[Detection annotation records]
— start —

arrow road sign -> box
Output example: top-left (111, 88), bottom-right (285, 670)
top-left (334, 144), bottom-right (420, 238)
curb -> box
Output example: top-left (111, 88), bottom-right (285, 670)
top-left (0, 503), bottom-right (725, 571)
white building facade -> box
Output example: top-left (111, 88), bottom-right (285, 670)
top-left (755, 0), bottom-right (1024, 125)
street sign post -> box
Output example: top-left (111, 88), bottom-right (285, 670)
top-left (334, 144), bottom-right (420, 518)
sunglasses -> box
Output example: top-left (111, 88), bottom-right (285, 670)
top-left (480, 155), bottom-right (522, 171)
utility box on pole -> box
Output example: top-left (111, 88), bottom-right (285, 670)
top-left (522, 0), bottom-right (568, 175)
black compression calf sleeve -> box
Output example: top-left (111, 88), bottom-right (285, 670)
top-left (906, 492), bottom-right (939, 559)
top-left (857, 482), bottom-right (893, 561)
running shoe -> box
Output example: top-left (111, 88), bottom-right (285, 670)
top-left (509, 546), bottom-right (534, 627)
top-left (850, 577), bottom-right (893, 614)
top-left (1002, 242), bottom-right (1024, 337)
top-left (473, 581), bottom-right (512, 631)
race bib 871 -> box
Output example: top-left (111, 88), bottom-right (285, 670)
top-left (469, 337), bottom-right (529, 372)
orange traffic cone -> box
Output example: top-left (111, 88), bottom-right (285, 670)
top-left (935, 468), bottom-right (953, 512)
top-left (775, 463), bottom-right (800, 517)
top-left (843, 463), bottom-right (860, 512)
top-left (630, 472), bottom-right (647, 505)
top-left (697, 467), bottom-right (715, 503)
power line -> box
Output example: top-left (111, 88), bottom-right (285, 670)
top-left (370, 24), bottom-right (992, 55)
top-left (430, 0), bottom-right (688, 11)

— end —

**EXERCISE GOAL**. Rewrite the listing above, replacing each "Output example" with "Sample output" and leaving every other line untouched.

**ANSWER TO THIS TASK**.
arrow road sign -> box
Sample output: top-left (111, 88), bottom-right (285, 670)
top-left (334, 144), bottom-right (420, 238)
curb -> box
Sample output: top-left (111, 88), bottom-right (285, 670)
top-left (0, 503), bottom-right (725, 571)
white building facade -> box
Sample output: top-left (111, 88), bottom-right (285, 670)
top-left (755, 0), bottom-right (1024, 125)
street sign post -> box
Sample output: top-left (111, 88), bottom-right (285, 670)
top-left (334, 144), bottom-right (420, 518)
sunglasses -> box
Sample output: top-left (111, 88), bottom-right (285, 670)
top-left (480, 155), bottom-right (522, 171)
utility box on pole -> box
Sample output: top-left (111, 88), bottom-right (285, 670)
top-left (522, 0), bottom-right (568, 175)
black compression calf sleeve -> box
Sample output: top-left (111, 88), bottom-right (285, 670)
top-left (906, 492), bottom-right (939, 559)
top-left (857, 482), bottom-right (893, 561)
running shoe -> box
Sample output: top-left (111, 88), bottom-right (285, 670)
top-left (509, 546), bottom-right (534, 627)
top-left (850, 577), bottom-right (893, 614)
top-left (1002, 242), bottom-right (1024, 337)
top-left (473, 581), bottom-right (512, 631)
race bib 871 -> box
Sample output: top-left (111, 88), bottom-right (285, 670)
top-left (469, 337), bottom-right (529, 372)
orange traffic cone -> box
Sample output: top-left (111, 88), bottom-right (285, 670)
top-left (935, 468), bottom-right (953, 512)
top-left (775, 463), bottom-right (800, 517)
top-left (843, 463), bottom-right (860, 512)
top-left (630, 472), bottom-right (647, 505)
top-left (697, 467), bottom-right (715, 503)
power line -> box
Sample output: top-left (111, 88), bottom-right (285, 670)
top-left (370, 24), bottom-right (992, 55)
top-left (430, 0), bottom-right (688, 11)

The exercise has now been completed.